▼

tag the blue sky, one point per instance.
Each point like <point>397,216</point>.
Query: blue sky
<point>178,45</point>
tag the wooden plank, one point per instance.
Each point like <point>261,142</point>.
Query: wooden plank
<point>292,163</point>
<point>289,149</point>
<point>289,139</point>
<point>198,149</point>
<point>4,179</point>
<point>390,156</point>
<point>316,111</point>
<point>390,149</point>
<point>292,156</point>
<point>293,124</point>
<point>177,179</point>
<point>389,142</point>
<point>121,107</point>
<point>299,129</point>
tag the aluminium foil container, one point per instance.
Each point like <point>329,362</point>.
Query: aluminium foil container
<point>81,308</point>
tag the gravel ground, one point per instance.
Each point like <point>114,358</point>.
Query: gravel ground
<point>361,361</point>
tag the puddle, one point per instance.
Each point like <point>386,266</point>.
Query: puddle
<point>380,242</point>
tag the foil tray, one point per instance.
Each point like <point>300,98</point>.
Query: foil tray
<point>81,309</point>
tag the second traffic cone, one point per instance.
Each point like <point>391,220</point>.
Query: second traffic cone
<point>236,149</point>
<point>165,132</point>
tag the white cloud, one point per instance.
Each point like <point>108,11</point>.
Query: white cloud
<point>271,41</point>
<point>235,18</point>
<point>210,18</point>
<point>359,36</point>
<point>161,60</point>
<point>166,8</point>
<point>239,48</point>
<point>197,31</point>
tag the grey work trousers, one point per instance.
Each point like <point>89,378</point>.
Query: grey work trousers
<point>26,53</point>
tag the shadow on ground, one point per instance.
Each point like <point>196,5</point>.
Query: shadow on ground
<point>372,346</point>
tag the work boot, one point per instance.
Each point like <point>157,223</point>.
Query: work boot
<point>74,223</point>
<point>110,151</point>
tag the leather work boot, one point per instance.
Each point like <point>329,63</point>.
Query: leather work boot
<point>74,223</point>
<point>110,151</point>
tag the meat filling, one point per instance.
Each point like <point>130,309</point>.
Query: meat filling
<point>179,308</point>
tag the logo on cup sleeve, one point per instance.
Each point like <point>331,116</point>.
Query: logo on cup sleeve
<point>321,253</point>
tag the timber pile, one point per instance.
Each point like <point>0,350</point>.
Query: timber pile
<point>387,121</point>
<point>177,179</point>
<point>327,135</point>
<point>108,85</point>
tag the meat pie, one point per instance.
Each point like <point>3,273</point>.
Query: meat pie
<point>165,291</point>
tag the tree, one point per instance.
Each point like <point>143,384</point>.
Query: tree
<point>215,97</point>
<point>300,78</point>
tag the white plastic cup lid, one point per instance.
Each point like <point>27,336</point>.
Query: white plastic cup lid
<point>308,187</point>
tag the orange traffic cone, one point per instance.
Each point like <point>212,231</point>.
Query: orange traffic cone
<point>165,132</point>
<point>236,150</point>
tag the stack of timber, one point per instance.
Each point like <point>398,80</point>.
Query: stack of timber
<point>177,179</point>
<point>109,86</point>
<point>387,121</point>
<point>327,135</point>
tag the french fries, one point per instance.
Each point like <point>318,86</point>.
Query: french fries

▲

PROBLEM REQUIREMENTS: Reproduce the material above, substituting "lumber" for every occurrence of "timber" and leaving everything else unchanged.

TASK RESULT:
tag the blue sky, one point per instance.
Each point like <point>397,216</point>.
Query: blue sky
<point>178,45</point>
tag the wooden plank, one point per instance.
Each point like <point>261,142</point>.
Query: wooden plank
<point>292,163</point>
<point>289,149</point>
<point>289,139</point>
<point>198,149</point>
<point>4,179</point>
<point>390,156</point>
<point>316,111</point>
<point>390,149</point>
<point>292,156</point>
<point>293,124</point>
<point>177,179</point>
<point>389,142</point>
<point>121,107</point>
<point>299,129</point>
tag the aluminium foil container, one point per instance.
Each point like <point>329,362</point>.
Query: aluminium foil container
<point>81,308</point>
tag the gravel ground, one point per instance.
Each point like <point>114,358</point>.
Query: gravel ground
<point>361,361</point>
tag the puddle, one point per instance.
Each point like <point>386,266</point>.
Query: puddle
<point>380,242</point>
tag the foil tray, one point per instance.
Each point like <point>300,98</point>.
Query: foil tray
<point>81,309</point>
tag the second traffic cone, one point per instance.
Each point like <point>391,220</point>.
Query: second traffic cone
<point>236,149</point>
<point>165,132</point>
tag the white cloud, one point per instance.
Each point like <point>108,11</point>.
Query: white cloud
<point>271,41</point>
<point>235,18</point>
<point>210,18</point>
<point>359,36</point>
<point>161,60</point>
<point>166,8</point>
<point>239,48</point>
<point>197,31</point>
tag the grey work trousers, one point per instance.
Each point like <point>89,378</point>.
Query: grey work trousers
<point>26,53</point>
tag the shadow on ground, one point per instance.
Each point like <point>196,5</point>.
Query: shadow on ground
<point>372,346</point>
tag the work boot, one point per instance.
Each point like <point>157,223</point>.
Query: work boot
<point>74,223</point>
<point>110,151</point>
tag the leather work boot, one point per instance.
Each point like <point>329,63</point>.
Query: leather work boot
<point>74,223</point>
<point>110,151</point>
tag the meat filling, one point per instance.
Each point like <point>130,309</point>.
Query: meat filling
<point>179,308</point>
tag the logo on cup sleeve, one point per instance.
Each point like <point>331,116</point>.
Query: logo on cup sleeve
<point>321,253</point>
tag the lumber pile, one point per instance.
Each point like <point>0,350</point>.
Query: lumber pile
<point>387,121</point>
<point>177,179</point>
<point>327,135</point>
<point>108,85</point>
tag the meat pie, one point per instance.
Each point like <point>3,273</point>.
Query: meat pie
<point>165,291</point>
tag the tree, one point per instance.
Each point like <point>143,384</point>.
Query: tree
<point>215,97</point>
<point>300,78</point>
tag the white plastic cup lid, one point per instance.
Each point like <point>27,336</point>.
Query: white plastic cup lid
<point>308,187</point>
tag the orange traffic cone, one point per instance.
Each point like <point>212,231</point>.
Query: orange traffic cone
<point>165,132</point>
<point>236,150</point>
tag the stack of lumber, one point per instance.
Each point like <point>398,80</point>.
Query: stack of lumber
<point>177,179</point>
<point>109,86</point>
<point>387,121</point>
<point>327,135</point>
tag the french fries, one point per instance.
Each point like <point>318,86</point>.
Query: french fries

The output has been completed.